== About this task ==
Please retype the entries below exactly as they are written.

== Data for processing ==
■ ■ ■

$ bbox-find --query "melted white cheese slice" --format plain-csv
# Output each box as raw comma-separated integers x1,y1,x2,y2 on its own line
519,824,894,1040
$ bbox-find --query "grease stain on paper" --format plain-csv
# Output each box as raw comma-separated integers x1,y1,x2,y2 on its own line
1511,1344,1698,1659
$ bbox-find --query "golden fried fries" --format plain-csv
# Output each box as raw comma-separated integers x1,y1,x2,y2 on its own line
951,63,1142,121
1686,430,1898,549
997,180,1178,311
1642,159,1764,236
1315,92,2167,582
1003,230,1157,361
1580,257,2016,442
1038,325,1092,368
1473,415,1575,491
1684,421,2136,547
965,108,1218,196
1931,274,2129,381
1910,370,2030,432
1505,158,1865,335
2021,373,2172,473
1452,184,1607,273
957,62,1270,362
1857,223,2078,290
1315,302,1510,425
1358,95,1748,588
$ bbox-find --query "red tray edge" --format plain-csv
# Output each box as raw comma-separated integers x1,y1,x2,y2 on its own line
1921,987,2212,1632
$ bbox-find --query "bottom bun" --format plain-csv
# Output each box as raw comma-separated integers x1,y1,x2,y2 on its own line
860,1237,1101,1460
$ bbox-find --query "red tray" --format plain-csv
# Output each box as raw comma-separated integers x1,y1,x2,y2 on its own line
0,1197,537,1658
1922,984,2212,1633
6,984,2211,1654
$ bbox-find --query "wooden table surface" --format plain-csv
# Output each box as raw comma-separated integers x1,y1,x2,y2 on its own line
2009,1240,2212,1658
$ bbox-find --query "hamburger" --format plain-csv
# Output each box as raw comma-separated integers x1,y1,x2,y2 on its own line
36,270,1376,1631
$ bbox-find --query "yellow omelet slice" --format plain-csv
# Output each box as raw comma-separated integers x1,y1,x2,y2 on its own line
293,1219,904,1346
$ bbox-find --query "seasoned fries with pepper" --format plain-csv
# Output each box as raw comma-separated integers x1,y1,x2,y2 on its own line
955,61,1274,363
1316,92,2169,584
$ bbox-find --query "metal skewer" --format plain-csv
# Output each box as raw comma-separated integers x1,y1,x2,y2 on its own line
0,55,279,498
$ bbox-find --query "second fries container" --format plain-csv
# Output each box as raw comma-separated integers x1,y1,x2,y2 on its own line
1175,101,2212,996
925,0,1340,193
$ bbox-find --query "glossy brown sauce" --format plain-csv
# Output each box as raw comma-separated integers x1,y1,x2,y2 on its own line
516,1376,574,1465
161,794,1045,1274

■ ■ ■

== Response to the exercise ==
$ bbox-find --query "melted white cheese slice" --format plain-csv
# Output each box as raw comma-separated integers x1,y1,x2,y2 on its own line
519,824,894,1040
$ bbox-find --query "grease stain on paper" --format plain-csv
# Output each box as raw comma-separated integers x1,y1,x2,y2 on its own line
1511,1344,1698,1659
$ bbox-find --query "golden fried fries" --format plain-csv
# Output each box as raw comma-separated integers x1,y1,x2,y2 on its own line
951,63,1142,121
1686,430,1898,549
997,180,1178,311
1642,159,1764,236
1315,92,2167,582
1003,230,1157,361
1580,257,2016,442
1038,325,1092,368
1473,415,1575,491
1684,421,2136,547
965,108,1218,196
1931,274,2129,381
1910,370,2030,432
1505,158,1865,335
2021,373,2172,473
1452,184,1607,273
957,62,1270,362
1857,223,2078,290
1315,302,1510,425
1358,95,1748,588
$ bbox-find --query "red tray edge" --format plain-csv
# Output each box as raw comma-separated integers x1,y1,x2,y2 on its own line
1921,987,2212,1632
$ bbox-find --query "bottom bun" --format plain-csv
# Output each box as raw comma-separated integers x1,y1,x2,y2 on its own line
860,1237,1101,1460
$ bbox-find --query "red tray" --format plain-csv
# Output each box as raw comma-separated integers x1,y1,x2,y2 on its own line
0,1197,537,1658
1922,984,2212,1633
6,984,2211,1654
$ bbox-find --query "wooden table surface" --format plain-csv
# Output each box as raw comma-separated integers x1,y1,x2,y2 on its own line
2009,1240,2212,1658
$ bbox-find --query "hamburger" --format plain-csv
# Output each box as raw comma-separated integers x1,y1,x2,y2 on its own line
36,270,1376,1631
$ bbox-find --query "yellow omelet slice" --format plain-csv
# Output each box as raw comma-separated integers x1,y1,x2,y2 on its own line
293,1219,904,1346
$ bbox-find --query "seasoned fries with pepper" --format plain-csv
# Output each box as raw comma-separated integers x1,y1,x2,y2 on its own line
955,61,1274,363
1316,92,2169,584
$ bbox-find --query "metal skewer" --format plain-csv
# Output each box as raw comma-separated integers x1,y1,x2,y2 on its own line
0,55,279,498
$ bbox-find --query "second fries container" --format plain-csv
# Output each box as raw comma-separated integers x1,y1,x2,y2 on its own line
1175,101,2212,996
925,0,1340,193
$ bbox-find --query "glossy brown sauce" --format plain-csv
# Output each box as raw comma-separated integers x1,y1,x2,y2 on its own line
516,1376,574,1465
161,794,1045,1274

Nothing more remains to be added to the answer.